* START Passage shown *

Follow us:
DR. BICKMORE'S YA WEDNESDAY
  • Wed Posts
  • PICKS 2025
  • Con.
  • Mon. Motivators 2025
  • WEEKEND PICKS 2024
  • Weekend Picks 2021
  • Contributors
  • Bickmore's Posts
  • Lesley Roessing's Posts
  • Weekend Picks 2020
  • Weekend Picks 2019
  • Weekend Picks old
  • 2021 UNLV online Summit
  • UNLV online Summit 2020
  • 2019 Summit on Teaching YA
  • 2018 Summit
  • Contact
  • About
  • WEEKEND PICKS 2023
    • WEEKEND PICKS 2023
  • Bickmore Books for Summit 2024

 

Check out our weekly posts!

Stay Current

Form and Function as a Narrative Tool

8/28/2024

 

Form and Function as a Narrative Tool by Melanie Hundley

​Melanie is a voracious reader and loves working with students, teachers, and authors.  As a former middle and high school teacher, she knows the value of getting good young adult books in kids' hands. She teaches young adult literature and writing methods classes.  She hopes that the Monday Motivator page will introduce teachers to great books and to possible ways to use those books in classrooms.
Picture
I find myself thinking a great deal about the power of the verse novel as the beginning of the school year comes around.  Marilyn Nelson is one of those verse novel authors who provide powerful texts for students and teachers as they think about what poetry can do.  I can appreciate the form of the sonnet but I can’t imagine trying to tell a story with it. When I teach it, my students sometimes struggle with it.  Using one of Marilyn Nelson’s verse novels provides sonnets that use more familiar language but they still pack a powerful narrative and poetic punch.  The poetic form and its rigid structure is very powerful as a tool for writers.  Marilyn Nelson uses the sonnet to provide insight and critique into particular moments in history.

* END Passage shown *
* START Information supplied *

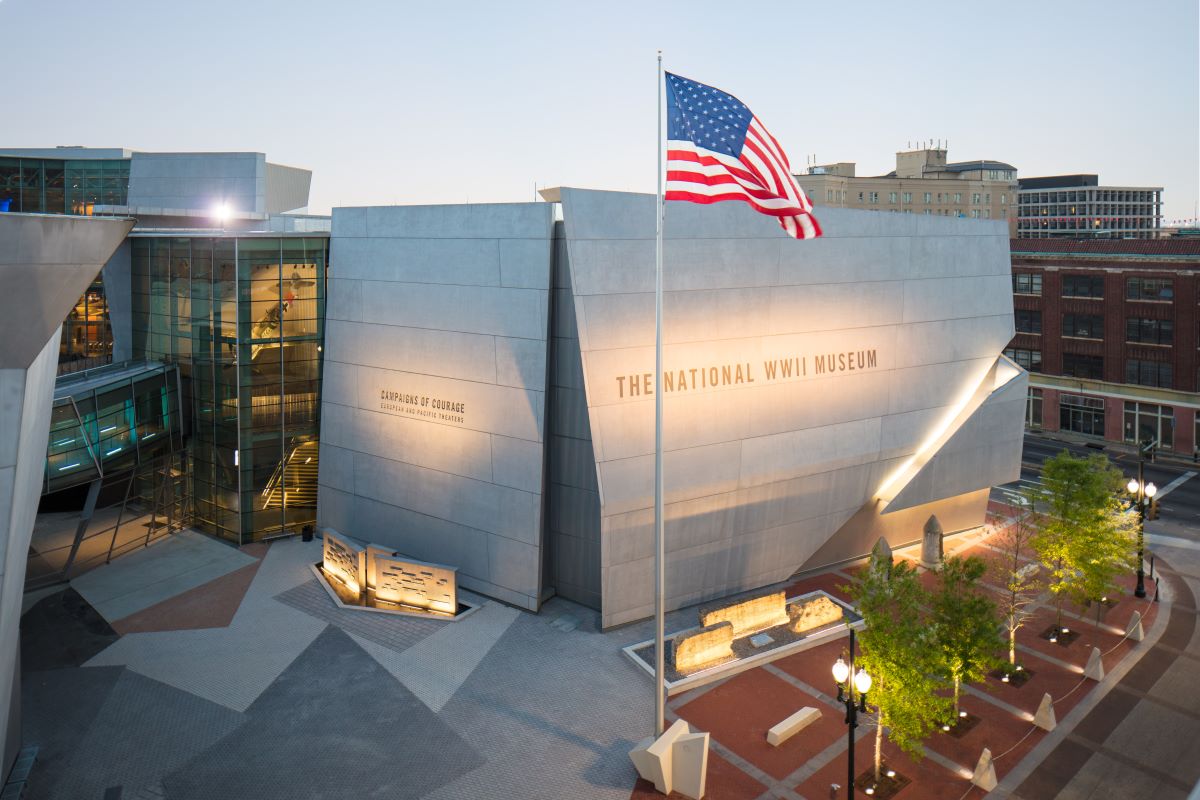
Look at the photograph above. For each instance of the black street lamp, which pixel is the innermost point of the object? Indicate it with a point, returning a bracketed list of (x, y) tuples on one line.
[(1143, 493), (841, 673)]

* END Information supplied *

### Complete the following
• A. Transcribe the blog post from "Form and Function as a Narrative Tool by" up to and including "books in classrooms.".
• B. According to the blog post, what poetic form does Marilyn Nelson use to provide insight and critique into particular moments in history?
The data above is separate material, unrelated to the blog post.

### Solutions per task
• A.
Form and Function as a Narrative Tool by Melanie Hundley

​Melanie is a voracious reader and loves working with students, teachers, and authors.  As a former middle and high school teacher, she knows the value of getting good young adult books in kids' hands. She teaches young adult literature and writing methods classes.  She hopes that the Monday Motivator page will introduce teachers to great books and to possible ways to use those books in classrooms.

• B. The sonnet.